In the records below, find the lines that include "TARGET" and copy each.
++++ ENTRIES PROVIDED ++++
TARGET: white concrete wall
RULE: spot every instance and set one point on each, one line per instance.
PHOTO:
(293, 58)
++++
++++ ENTRIES PROVIDED ++++
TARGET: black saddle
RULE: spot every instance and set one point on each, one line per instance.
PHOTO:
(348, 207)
++++
++++ ENTRIES PROVIDED ++++
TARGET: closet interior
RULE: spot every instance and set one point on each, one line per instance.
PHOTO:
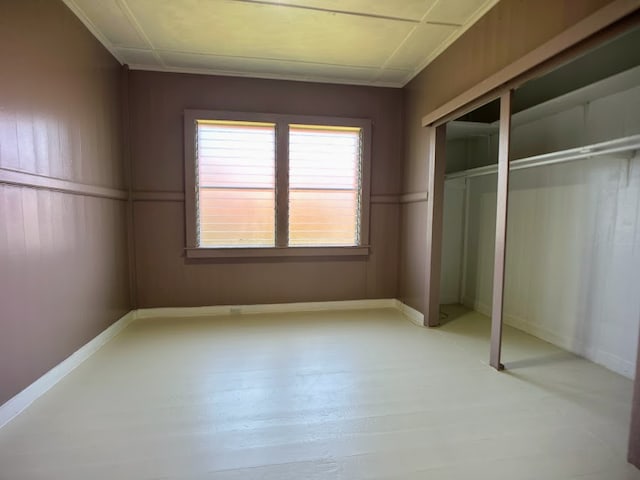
++++
● **THE ANSWER**
TARGET: white concrete wall
TARGET: black saddle
TARGET: closet interior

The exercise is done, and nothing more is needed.